### Exercise requirements
Repeat each record below exactly as it is written.

### The data
__________
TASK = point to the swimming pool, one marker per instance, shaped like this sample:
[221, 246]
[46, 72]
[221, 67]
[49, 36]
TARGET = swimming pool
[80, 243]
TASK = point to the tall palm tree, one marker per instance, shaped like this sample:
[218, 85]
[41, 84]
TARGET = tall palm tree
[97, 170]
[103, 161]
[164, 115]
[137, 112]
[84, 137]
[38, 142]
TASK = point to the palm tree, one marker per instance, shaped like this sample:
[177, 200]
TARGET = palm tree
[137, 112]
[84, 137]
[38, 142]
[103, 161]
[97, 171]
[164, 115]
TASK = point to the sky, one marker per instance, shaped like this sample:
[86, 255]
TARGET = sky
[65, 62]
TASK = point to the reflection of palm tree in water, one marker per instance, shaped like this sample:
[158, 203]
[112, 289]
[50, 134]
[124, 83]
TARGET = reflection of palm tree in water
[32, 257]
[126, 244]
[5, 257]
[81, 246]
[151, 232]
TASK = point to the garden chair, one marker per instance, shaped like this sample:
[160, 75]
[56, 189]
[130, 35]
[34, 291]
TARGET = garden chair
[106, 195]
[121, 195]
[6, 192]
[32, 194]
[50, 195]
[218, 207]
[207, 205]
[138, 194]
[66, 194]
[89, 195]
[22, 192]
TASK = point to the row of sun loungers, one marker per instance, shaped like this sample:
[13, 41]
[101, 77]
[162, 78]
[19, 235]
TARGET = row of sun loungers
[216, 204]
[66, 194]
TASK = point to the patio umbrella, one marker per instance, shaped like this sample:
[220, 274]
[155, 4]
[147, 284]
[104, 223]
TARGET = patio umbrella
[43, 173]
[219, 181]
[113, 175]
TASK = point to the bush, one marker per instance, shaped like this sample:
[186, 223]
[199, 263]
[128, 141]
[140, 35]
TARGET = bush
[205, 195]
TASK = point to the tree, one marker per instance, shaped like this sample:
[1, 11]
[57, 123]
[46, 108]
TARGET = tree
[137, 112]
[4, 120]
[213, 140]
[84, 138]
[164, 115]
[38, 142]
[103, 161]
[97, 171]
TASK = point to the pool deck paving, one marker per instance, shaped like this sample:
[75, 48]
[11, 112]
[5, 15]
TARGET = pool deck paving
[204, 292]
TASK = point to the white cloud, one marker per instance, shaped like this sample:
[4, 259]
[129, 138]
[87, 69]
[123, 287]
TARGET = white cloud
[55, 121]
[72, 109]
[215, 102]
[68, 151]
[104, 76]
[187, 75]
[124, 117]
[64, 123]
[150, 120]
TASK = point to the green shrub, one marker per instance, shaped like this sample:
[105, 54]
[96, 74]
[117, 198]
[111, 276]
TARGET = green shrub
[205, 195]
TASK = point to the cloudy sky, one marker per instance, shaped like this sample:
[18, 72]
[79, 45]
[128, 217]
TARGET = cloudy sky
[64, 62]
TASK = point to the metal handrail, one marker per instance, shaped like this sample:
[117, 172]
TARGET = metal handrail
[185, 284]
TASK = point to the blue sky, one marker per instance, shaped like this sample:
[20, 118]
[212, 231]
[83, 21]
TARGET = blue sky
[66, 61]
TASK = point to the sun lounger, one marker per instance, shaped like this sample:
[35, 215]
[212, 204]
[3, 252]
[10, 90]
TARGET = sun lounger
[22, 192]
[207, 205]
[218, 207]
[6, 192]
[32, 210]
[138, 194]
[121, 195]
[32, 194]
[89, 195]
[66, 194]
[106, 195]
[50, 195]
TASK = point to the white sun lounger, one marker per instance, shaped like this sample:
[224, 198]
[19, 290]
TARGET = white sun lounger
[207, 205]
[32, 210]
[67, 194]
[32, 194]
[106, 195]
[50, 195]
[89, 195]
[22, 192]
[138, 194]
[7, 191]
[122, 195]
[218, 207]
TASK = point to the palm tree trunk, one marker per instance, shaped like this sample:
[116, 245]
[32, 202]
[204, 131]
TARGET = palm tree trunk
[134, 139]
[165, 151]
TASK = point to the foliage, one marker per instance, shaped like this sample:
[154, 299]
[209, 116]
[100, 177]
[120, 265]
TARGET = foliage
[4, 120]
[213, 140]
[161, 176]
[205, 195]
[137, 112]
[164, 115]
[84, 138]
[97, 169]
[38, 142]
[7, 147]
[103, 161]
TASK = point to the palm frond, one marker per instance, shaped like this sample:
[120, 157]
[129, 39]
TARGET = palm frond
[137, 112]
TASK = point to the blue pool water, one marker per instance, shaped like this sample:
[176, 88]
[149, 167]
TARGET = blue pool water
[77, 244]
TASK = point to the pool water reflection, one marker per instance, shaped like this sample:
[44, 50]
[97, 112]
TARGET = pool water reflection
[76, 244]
__________
### Solution to this task
TASK = point to the swimming pool, one marker per instance, shaped like this sample:
[221, 246]
[46, 72]
[221, 67]
[49, 36]
TARGET = swimming pool
[80, 243]
TASK = point to the tall palm tree, one marker per instance, shaped like this sample:
[218, 85]
[41, 84]
TARGET = tall palm tree
[97, 170]
[103, 161]
[164, 115]
[137, 112]
[84, 137]
[38, 142]
TASK = point to the palm tree, one marker per instance, shaped like this sample:
[177, 200]
TARGET = palm tree
[137, 112]
[84, 137]
[38, 142]
[103, 161]
[97, 171]
[164, 115]
TASK = point to the sky, one marker per instance, shaped like this sample:
[86, 255]
TARGET = sky
[65, 62]
TASK = point to the reflection of palm tree in water, one marker per instance, shaped like this sample:
[158, 203]
[112, 289]
[50, 134]
[124, 83]
TARGET = reflection of palm tree in water
[32, 257]
[126, 244]
[5, 257]
[81, 246]
[151, 232]
TASK = point to the garden chair, one marker per instance, shaped like this sample:
[160, 75]
[56, 189]
[130, 35]
[34, 291]
TARGET = garden chair
[106, 195]
[121, 195]
[6, 192]
[32, 194]
[50, 195]
[218, 207]
[207, 205]
[138, 194]
[66, 194]
[89, 195]
[22, 192]
TASK = point to the row of sun loungers, one marker per instance, shaped like this sample:
[13, 41]
[101, 77]
[162, 78]
[19, 235]
TARGET = row of sun loungers
[216, 204]
[66, 194]
TASK = point to the patio umbrella, one marker per instance, shaped like this sample:
[220, 274]
[155, 4]
[147, 284]
[104, 223]
TARGET = patio umbrella
[43, 173]
[219, 181]
[113, 175]
TASK = point to the bush, one marker per instance, shaped like this sample:
[186, 223]
[199, 263]
[128, 141]
[140, 35]
TARGET = bush
[205, 195]
TASK = point to the tree, one marker per instance, shaped like this sample:
[1, 11]
[57, 123]
[46, 108]
TARGET = tree
[137, 112]
[4, 120]
[213, 140]
[84, 138]
[164, 115]
[38, 142]
[103, 161]
[97, 171]
TASK = point to the pool deck paving, one marker per instance, shaped like this sample:
[75, 48]
[11, 112]
[5, 15]
TARGET = pool deck paving
[204, 292]
TASK = point to the white cloud, one marker per instance, shaped like this sample:
[4, 259]
[129, 138]
[87, 69]
[123, 287]
TARGET = white cloud
[55, 121]
[72, 109]
[215, 102]
[68, 151]
[104, 76]
[187, 75]
[124, 117]
[64, 123]
[150, 120]
TASK = point to the green shrub, one marker per instance, shaped like this sample:
[105, 54]
[96, 74]
[117, 198]
[111, 276]
TARGET = green shrub
[205, 195]
TASK = point to the cloudy sky, one marker per instance, shaped like this sample:
[18, 72]
[79, 45]
[128, 217]
TARGET = cloudy sky
[64, 62]
TASK = point to the metal handrail, one marker per instance, shaped like this sample:
[117, 172]
TARGET = metal handrail
[185, 284]
TASK = point to the blue sky, one marker per instance, shaped like this sample:
[20, 118]
[212, 231]
[83, 21]
TARGET = blue sky
[66, 61]
TASK = point to the sun lounger, one marker per instance, shaped like this sample:
[35, 215]
[212, 204]
[3, 252]
[10, 90]
TARGET = sun lounger
[22, 192]
[207, 205]
[218, 207]
[6, 192]
[32, 210]
[138, 194]
[121, 195]
[32, 194]
[89, 195]
[66, 194]
[106, 195]
[50, 195]
TASK = point to the white sun lounger, one marker per instance, shaped like this sample:
[224, 198]
[19, 290]
TARGET = white sun lounger
[207, 205]
[32, 210]
[67, 194]
[32, 194]
[106, 195]
[50, 195]
[89, 195]
[22, 192]
[138, 194]
[7, 191]
[122, 195]
[218, 207]
TASK = point to the palm tree trunk, one marker per instance, shaped like this sample:
[116, 245]
[32, 202]
[204, 131]
TARGET = palm tree trunk
[134, 139]
[165, 151]
TASK = point to the foliage, one marker per instance, shaped like this sample:
[154, 299]
[209, 116]
[100, 177]
[120, 265]
TARGET = foliage
[4, 120]
[213, 140]
[161, 176]
[205, 195]
[137, 112]
[164, 115]
[84, 138]
[97, 169]
[38, 142]
[7, 147]
[103, 161]
TASK = point to the palm frond, one marker per instance, shaped like this sample:
[120, 157]
[129, 39]
TARGET = palm frond
[137, 112]
TASK = point to the blue pool water, one marker per instance, shaped like this sample:
[176, 88]
[149, 167]
TARGET = blue pool water
[77, 244]
TASK = point to the pool water reflection, one marker per instance, shaped like this sample:
[44, 50]
[97, 112]
TARGET = pool water reflection
[76, 244]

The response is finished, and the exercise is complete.